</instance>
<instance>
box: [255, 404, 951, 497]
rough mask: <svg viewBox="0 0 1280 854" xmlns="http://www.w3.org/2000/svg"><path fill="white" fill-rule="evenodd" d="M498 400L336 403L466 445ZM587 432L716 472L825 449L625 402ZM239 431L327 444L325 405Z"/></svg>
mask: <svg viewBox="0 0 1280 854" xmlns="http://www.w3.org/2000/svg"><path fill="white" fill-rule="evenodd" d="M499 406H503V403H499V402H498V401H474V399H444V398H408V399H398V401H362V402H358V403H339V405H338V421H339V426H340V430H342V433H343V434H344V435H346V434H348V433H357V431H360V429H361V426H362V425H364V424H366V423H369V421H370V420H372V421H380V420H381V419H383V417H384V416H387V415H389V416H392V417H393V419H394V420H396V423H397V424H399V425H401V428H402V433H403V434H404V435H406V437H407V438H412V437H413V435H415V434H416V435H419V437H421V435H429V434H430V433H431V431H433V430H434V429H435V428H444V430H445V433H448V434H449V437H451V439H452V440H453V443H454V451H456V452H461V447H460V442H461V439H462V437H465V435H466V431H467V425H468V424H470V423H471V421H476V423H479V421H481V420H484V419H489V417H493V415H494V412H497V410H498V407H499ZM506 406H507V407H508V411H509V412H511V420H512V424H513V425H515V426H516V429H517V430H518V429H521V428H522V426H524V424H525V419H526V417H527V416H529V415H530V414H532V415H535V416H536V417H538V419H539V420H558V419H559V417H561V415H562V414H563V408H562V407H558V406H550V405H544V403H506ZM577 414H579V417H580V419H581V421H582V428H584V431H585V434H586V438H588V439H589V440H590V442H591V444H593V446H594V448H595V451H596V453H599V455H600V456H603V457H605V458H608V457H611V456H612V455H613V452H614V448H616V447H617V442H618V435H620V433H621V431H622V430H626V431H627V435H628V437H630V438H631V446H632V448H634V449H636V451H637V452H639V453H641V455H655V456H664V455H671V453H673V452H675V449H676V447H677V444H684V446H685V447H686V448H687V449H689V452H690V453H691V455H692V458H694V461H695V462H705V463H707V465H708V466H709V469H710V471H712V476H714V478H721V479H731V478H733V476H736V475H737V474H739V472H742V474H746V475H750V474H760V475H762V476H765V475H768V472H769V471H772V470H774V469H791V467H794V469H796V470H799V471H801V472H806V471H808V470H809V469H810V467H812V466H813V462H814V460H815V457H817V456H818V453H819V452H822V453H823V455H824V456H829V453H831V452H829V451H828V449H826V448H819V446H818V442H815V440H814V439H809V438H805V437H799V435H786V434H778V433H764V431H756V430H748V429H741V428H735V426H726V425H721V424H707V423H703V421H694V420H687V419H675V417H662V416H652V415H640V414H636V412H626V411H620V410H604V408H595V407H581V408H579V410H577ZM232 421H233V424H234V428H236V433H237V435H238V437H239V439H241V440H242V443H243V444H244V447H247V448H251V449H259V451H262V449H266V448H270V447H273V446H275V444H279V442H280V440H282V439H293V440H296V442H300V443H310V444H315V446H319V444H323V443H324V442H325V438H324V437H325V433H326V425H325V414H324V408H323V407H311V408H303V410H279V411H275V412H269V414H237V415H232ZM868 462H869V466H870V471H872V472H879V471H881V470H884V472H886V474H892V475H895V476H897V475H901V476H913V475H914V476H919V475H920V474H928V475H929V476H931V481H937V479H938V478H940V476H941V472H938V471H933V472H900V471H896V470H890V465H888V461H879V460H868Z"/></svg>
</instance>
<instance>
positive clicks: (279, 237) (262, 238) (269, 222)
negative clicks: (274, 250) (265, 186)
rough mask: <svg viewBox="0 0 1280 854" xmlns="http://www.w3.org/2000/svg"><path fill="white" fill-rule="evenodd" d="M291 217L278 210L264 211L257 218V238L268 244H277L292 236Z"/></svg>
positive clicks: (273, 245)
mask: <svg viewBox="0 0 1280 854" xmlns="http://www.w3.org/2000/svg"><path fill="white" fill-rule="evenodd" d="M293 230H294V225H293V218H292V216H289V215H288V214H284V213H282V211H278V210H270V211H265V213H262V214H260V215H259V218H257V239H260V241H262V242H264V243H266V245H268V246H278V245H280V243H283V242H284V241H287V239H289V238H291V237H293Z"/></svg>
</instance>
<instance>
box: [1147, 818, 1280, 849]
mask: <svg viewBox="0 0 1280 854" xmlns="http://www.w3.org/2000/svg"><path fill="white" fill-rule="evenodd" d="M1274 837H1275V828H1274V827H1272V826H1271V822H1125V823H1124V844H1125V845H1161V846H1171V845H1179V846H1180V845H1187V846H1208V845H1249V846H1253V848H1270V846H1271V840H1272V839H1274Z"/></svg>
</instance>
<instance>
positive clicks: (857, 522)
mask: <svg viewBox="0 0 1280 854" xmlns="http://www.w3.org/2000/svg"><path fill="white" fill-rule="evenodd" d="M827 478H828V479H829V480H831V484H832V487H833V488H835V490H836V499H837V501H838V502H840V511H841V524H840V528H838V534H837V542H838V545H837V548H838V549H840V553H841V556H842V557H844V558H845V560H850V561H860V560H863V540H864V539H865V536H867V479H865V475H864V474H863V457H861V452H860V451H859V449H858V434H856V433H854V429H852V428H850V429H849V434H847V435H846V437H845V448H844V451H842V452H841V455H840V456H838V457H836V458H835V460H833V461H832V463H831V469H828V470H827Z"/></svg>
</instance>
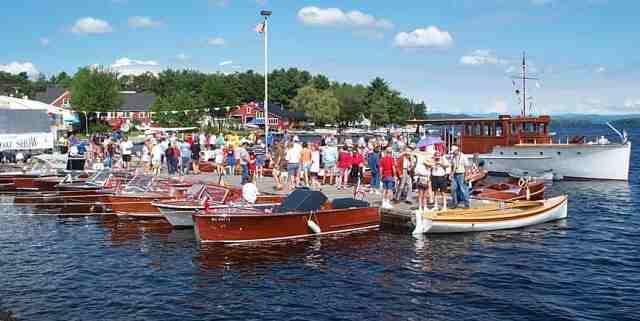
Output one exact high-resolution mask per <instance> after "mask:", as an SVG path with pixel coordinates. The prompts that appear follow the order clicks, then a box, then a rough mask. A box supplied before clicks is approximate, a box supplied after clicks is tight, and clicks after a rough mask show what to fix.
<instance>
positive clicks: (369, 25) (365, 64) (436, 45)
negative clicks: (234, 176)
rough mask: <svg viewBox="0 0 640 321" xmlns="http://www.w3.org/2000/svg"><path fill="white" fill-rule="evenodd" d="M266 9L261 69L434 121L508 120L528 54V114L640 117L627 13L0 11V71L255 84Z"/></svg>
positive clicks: (289, 10) (459, 11)
mask: <svg viewBox="0 0 640 321" xmlns="http://www.w3.org/2000/svg"><path fill="white" fill-rule="evenodd" d="M262 9H268V10H272V11H273V15H272V16H271V18H270V19H269V39H268V40H269V69H270V70H271V69H273V68H289V67H297V68H302V69H305V70H308V71H310V72H312V73H322V74H325V75H327V76H328V77H329V78H330V79H331V80H335V81H341V82H351V83H361V84H367V83H369V82H370V81H371V79H373V78H374V77H382V78H384V79H385V80H387V81H388V82H389V83H390V84H391V86H392V87H393V88H395V89H397V90H399V91H400V92H401V93H402V94H403V95H405V96H407V97H410V98H412V99H415V100H416V101H424V102H425V103H426V104H427V106H428V107H429V110H430V111H432V112H452V113H458V112H465V113H488V112H500V113H511V114H516V113H518V112H519V108H520V104H519V98H518V97H517V96H516V95H515V90H516V89H520V87H521V85H520V84H519V82H517V83H516V84H515V85H514V83H513V81H512V79H511V78H512V77H513V76H518V75H519V73H520V70H521V69H520V68H521V67H520V64H521V61H522V54H523V52H526V55H527V57H528V60H527V66H528V69H529V71H530V76H531V77H535V78H538V79H537V80H531V81H530V82H529V86H527V87H528V88H527V98H526V99H527V101H528V102H529V103H531V105H532V106H533V109H532V110H531V111H532V112H534V113H538V114H558V113H599V114H629V113H640V91H639V90H638V89H639V87H640V86H639V85H638V84H639V83H640V82H639V80H640V55H638V51H637V50H638V49H637V43H638V42H639V41H640V23H638V22H637V12H639V10H640V1H636V0H625V1H623V0H447V1H445V0H441V1H424V0H396V1H378V0H352V1H347V0H342V1H304V0H296V1H294V0H181V1H175V0H164V1H158V0H55V1H54V0H21V1H1V3H0V11H2V12H3V13H4V14H3V23H2V25H3V28H0V38H1V39H3V40H4V41H3V43H4V50H2V51H0V70H4V71H8V72H12V73H18V72H22V71H26V72H28V73H29V74H30V75H32V76H33V77H35V76H36V75H37V74H38V73H44V74H45V75H46V76H50V75H52V74H56V73H58V72H60V71H66V72H68V73H74V72H75V71H76V70H77V69H78V68H79V67H82V66H88V65H94V64H98V65H105V66H110V67H112V68H113V69H114V70H116V71H118V72H120V73H123V74H127V73H133V74H135V73H141V72H144V71H151V72H159V71H161V70H163V69H166V68H179V69H182V68H189V69H197V70H200V71H203V72H225V73H230V72H235V71H245V70H248V69H252V70H255V71H259V72H262V71H263V70H264V60H263V38H262V36H261V35H259V34H257V33H256V31H255V26H256V25H257V24H258V23H259V22H260V21H261V17H260V15H259V12H260V10H262ZM520 99H521V98H520Z"/></svg>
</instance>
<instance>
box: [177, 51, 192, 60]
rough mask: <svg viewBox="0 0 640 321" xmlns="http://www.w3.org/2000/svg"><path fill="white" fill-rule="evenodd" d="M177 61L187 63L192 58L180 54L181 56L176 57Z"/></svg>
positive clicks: (186, 55) (184, 54)
mask: <svg viewBox="0 0 640 321" xmlns="http://www.w3.org/2000/svg"><path fill="white" fill-rule="evenodd" d="M176 59H178V60H181V61H187V60H189V59H191V57H190V56H187V54H184V53H179V54H177V55H176Z"/></svg>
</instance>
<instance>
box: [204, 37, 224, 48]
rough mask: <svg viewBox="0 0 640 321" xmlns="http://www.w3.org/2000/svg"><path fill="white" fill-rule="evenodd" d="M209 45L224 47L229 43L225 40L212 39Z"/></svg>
mask: <svg viewBox="0 0 640 321" xmlns="http://www.w3.org/2000/svg"><path fill="white" fill-rule="evenodd" d="M207 43H208V44H209V45H211V46H224V45H225V44H226V43H227V42H226V40H224V38H220V37H212V38H209V39H207Z"/></svg>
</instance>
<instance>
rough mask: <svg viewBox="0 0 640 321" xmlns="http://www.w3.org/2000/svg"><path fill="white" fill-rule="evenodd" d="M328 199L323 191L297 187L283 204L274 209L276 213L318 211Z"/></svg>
mask: <svg viewBox="0 0 640 321" xmlns="http://www.w3.org/2000/svg"><path fill="white" fill-rule="evenodd" d="M326 201H327V196H325V195H324V194H322V192H318V191H311V190H306V189H296V190H294V191H293V192H291V193H290V194H289V195H288V196H287V197H286V198H285V199H284V200H283V201H282V204H281V205H280V206H278V207H276V208H275V209H274V211H273V212H274V213H285V212H310V211H318V210H320V209H321V208H322V205H323V204H324V203H325V202H326Z"/></svg>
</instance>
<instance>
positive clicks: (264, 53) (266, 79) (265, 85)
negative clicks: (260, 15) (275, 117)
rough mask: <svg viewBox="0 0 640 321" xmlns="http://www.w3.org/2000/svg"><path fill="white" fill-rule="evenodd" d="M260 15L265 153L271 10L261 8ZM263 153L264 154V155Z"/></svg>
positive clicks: (266, 117) (268, 98)
mask: <svg viewBox="0 0 640 321" xmlns="http://www.w3.org/2000/svg"><path fill="white" fill-rule="evenodd" d="M260 15H261V16H263V17H264V24H263V30H264V142H265V144H264V145H265V153H266V154H268V153H269V60H268V59H269V56H268V49H267V48H268V40H267V39H268V38H269V37H268V34H269V27H268V21H269V17H270V16H271V11H267V10H262V11H260ZM266 154H265V155H266Z"/></svg>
═══
## Task to carry out
Render every line from the start of the records through the line containing "400L336 403L466 445ZM587", inclusive, as a Markdown table with the columns Row and Content, omitting blank lines.

## Output for this task
| Row | Content |
|---|---|
| 1 | </instance> |
| 2 | <instance> |
| 3 | box: [255, 404, 951, 497] |
| 4 | rough mask: <svg viewBox="0 0 1280 854" xmlns="http://www.w3.org/2000/svg"><path fill="white" fill-rule="evenodd" d="M498 400L336 403L466 445ZM587 432L716 472L825 449L625 402ZM239 431L327 444L325 405Z"/></svg> |